Problem to solve:
Give only the number of lines below that contain the string "black", with case counting.

Data extract:
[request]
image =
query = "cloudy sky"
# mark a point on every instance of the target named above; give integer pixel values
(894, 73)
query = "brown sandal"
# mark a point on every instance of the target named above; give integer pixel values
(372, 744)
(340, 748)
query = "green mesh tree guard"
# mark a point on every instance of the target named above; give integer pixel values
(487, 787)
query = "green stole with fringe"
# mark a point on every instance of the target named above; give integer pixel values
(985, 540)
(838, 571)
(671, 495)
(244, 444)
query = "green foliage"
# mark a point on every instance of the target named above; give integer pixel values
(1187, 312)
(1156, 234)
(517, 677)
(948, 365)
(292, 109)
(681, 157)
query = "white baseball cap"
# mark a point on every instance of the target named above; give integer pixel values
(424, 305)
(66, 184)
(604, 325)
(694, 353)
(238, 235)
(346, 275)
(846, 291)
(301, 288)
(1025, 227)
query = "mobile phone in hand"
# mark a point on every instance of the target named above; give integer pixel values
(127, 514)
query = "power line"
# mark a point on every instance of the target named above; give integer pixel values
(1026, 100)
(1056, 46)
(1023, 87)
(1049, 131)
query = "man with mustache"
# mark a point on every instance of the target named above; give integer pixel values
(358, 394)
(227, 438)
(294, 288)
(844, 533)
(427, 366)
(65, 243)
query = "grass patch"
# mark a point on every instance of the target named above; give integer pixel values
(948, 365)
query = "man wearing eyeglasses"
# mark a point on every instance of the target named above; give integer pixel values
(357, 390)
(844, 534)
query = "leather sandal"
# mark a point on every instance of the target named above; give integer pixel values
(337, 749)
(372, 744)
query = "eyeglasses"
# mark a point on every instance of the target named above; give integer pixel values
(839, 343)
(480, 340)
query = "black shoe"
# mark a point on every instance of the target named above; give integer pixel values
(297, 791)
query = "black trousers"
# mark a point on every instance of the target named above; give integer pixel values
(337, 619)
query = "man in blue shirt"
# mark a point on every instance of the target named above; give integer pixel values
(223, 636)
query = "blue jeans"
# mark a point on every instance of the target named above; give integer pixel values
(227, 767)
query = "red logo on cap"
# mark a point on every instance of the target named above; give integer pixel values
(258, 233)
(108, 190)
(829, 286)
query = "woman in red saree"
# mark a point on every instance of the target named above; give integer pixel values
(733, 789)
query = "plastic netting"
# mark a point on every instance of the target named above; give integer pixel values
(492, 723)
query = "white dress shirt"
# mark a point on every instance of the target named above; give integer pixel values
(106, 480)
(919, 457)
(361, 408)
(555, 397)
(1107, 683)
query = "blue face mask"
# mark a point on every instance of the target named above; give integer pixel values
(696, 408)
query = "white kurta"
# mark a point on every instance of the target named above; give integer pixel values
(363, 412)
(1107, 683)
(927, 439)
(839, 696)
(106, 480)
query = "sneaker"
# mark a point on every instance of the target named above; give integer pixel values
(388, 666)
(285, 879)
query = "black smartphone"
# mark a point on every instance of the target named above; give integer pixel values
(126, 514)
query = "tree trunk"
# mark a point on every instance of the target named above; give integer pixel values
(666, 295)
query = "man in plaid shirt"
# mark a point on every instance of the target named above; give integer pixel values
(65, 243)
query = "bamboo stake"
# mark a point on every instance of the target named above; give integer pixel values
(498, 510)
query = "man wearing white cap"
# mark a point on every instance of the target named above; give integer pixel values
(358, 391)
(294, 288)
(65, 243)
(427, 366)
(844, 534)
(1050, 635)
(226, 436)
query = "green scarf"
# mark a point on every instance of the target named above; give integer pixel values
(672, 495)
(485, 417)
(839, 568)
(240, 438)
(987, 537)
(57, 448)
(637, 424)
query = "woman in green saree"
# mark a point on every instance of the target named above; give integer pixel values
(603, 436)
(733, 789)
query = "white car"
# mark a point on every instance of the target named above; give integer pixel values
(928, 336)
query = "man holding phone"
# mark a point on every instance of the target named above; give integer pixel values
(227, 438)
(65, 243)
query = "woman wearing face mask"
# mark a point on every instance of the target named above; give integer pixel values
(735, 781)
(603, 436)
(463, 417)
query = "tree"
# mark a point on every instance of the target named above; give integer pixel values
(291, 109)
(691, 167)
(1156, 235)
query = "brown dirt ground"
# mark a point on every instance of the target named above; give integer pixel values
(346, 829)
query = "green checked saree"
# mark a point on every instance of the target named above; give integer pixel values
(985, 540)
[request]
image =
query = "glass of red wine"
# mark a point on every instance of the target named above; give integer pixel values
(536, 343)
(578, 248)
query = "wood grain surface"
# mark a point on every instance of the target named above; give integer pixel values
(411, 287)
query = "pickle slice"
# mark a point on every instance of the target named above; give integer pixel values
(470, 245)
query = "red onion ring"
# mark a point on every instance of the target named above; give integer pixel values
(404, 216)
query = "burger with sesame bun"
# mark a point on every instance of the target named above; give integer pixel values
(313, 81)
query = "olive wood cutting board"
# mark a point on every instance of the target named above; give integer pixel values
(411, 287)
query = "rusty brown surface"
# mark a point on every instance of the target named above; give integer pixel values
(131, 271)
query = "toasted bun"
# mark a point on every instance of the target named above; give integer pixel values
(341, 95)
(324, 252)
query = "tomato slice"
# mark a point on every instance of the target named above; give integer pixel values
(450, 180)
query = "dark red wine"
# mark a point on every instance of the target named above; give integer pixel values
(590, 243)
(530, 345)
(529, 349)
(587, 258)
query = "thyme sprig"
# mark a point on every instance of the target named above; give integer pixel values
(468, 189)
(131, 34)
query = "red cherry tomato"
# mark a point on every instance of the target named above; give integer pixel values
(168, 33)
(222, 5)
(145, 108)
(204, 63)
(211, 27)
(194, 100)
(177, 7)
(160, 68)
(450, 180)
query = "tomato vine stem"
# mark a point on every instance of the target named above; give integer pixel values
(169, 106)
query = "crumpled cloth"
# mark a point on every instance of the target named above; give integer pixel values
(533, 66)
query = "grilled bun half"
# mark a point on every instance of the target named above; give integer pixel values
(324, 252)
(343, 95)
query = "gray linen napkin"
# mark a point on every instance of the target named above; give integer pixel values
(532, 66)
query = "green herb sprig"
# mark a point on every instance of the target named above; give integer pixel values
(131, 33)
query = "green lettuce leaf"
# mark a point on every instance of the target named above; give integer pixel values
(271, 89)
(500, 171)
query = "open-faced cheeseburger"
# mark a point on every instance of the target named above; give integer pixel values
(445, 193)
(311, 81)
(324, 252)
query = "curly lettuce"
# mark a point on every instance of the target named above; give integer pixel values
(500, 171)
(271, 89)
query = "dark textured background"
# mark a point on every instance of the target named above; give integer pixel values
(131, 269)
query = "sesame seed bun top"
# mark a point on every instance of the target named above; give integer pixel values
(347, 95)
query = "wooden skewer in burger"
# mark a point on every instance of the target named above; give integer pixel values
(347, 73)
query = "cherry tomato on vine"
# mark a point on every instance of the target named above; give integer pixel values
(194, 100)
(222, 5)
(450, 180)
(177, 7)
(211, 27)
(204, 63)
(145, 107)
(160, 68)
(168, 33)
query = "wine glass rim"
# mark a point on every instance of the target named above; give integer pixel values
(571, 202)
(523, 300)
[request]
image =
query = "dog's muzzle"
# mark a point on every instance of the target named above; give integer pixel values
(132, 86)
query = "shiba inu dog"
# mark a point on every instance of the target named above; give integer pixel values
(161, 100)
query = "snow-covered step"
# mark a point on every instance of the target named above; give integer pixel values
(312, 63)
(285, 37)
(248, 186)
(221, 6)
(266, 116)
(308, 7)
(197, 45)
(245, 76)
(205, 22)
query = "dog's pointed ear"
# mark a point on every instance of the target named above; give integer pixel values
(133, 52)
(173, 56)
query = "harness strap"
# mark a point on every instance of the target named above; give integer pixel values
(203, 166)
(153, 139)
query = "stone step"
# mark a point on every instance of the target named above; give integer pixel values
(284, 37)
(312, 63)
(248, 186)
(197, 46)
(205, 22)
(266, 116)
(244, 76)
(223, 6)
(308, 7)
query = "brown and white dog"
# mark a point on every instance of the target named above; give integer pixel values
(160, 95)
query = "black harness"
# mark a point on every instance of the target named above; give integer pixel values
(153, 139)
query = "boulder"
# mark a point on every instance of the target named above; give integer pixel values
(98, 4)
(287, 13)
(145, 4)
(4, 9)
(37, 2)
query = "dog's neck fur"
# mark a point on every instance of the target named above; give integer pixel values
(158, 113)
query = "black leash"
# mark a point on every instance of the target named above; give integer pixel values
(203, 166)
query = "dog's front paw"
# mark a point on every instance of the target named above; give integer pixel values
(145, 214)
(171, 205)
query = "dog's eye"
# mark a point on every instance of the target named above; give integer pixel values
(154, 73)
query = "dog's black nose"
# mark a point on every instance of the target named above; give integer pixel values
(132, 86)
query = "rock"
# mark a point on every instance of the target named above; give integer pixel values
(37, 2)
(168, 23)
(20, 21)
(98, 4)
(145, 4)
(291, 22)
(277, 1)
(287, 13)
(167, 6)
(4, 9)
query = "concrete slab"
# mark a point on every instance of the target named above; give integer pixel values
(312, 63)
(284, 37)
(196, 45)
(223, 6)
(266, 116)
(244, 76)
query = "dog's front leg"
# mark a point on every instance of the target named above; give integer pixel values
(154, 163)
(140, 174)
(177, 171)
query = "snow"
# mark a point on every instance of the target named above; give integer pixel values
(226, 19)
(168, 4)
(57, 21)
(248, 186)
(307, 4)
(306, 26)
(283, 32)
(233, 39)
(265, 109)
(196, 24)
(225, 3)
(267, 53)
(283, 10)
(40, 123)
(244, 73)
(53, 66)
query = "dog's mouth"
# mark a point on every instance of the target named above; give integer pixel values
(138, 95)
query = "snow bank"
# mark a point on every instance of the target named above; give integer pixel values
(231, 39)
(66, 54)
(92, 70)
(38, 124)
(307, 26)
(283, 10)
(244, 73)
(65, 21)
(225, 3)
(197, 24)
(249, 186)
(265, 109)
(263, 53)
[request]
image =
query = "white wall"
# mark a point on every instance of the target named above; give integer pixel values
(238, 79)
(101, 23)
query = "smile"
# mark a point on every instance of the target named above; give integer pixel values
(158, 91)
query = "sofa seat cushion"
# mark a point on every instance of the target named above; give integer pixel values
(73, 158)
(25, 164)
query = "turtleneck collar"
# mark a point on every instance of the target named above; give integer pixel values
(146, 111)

Output for this exercise:
6